*WHAT THIS EXERCISE ASKS*:
(A) Using the retaining ring patent text, explain what problems arise when retaining rings are handled in an unconstrained state. Answer in one to three sentences.
(B) Please reproduce the stretch of the retaining ring patent text from "7. The method" through "a manufactured assembly.".

*EXTRACTED TEXT*:
## BEGIN
A method for forming and installing a retaining ring comprises: feeding a wire in a linear path into a forming die having a circular bore; forming, using the forming die, the wire into a formed ring having a ring shape; transferring the formed ring from the forming die to a transfer puck; and installing the formed ring, as a retaining ring, in a tube of a product assembly. The formed ring is maintained in a constrained state between forming in the forming die and installation in the product assembly. A system for forming and installing a retaining ring into a product assembly includes a forming die configured to form a wire into a formed ring having a ring shape; and a transfer puck to transfer the formed ring from the forming die. The formed ring is maintained in a constrained state from forming through installation.

Patent
   12059721
Priority
Nov 08 2022
Filed
Nov 08 2022
Issued
Aug 13 2024
Expiry
Nov 08 2042
Assg.orig
Entity
Large
0
22
currently ok
1. A method for forming and installing a retaining ring, comprising:
feeding a wire in a linear path into a forming die having a circular bore;
forming, using the forming die, the wire into a formed ring having a ring shape;
transferring the formed ring from the forming die to a transfer puck; and
installing the formed ring, as a retaining ring, in a tube of a product assembly,
wherein the formed ring is maintained in a constrained state between forming in the forming die and installation in the product assembly.
2. The method of claim 1, wherein the forming and installing of the retaining ring are performed on-demand, proximate in location and in quick succession.
3. The method of claim 1, further comprising transferring the formed ring from the transfer puck to a tubular die; and
forming, using a roller mandrel and the tubular die, the formed ring into the retaining ring.
4. The method of claim 3, further comprising transferring the retaining ring from the tubular die to an assembly tool, wherein the assembly tool is configured to install the retaining ring into the product assembly.
5. The method of claim 4, wherein the transfer puck includes a coupling sleeve defining a cylindrical recess configured to receive the assembly tool therein for maintaining the retaining ring in a constrained state as the retaining ring is transferred between the transfer puck and the assembly tool.
6. The method of claim 1, wherein the transfer puck includes a tapered groove configured to align the transfer puck with at least the forming die.
7. The method of claim 1, wherein feeding the wire into the forming die includes feeding a pre-cut segment of the wire into the forming die.
8. The method of claim 1, wherein the product assembly includes a damper tube for a shock absorber.

The present disclosure relates generally to systems and methods for forming and installing retaining rings. More specifically, the present disclosure relates to an on-demand method and system for forming retaining rings as needed for installation in a manufactured assembly.

Conventional solutions for assembling retaining rings may include forming a length of wire using a die. Retaining rings are typically manufactured separately from their installation in a manufactured assembly, such as a damper tube for a shock absorber.

Shipping density and storage of retaining rings can cause variation of dimensions. Detangling, aligning, loading and gaging of retaining rings on mandrels prior to installation can be very labor intensive. Automated singulation and alignment of retaining rings requires precise escapement and gripper alignment for retainer rings in an unconstrained state. Furthermore, once the retainer rings are in an unconstrained state, flatness, roundness and/or orientation may need to be re-established during material handling.
## END
*DATA*:
## BEGIN
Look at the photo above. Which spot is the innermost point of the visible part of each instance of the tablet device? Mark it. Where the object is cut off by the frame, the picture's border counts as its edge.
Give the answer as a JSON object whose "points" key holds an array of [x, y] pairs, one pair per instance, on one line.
## END
*EXPECTED RESULTS*:
(A) Automated singulation and alignment of unconstrained retaining rings requires precise escapement and gripper alignment. Once the rings are unconstrained, their flatness, roundness and/or orientation may also need to be re-established during material handling.

(B)
7. The method of claim 1, wherein feeding the wire into the forming die includes feeding a pre-cut segment of the wire into the forming die.
8. The method of claim 1, wherein the product assembly includes a damper tube for a shock absorber.

The present disclosure relates generally to systems and methods for forming and installing retaining rings. More specifically, the present disclosure relates to an on-demand method and system for forming retaining rings as needed for installation in a manufactured assembly.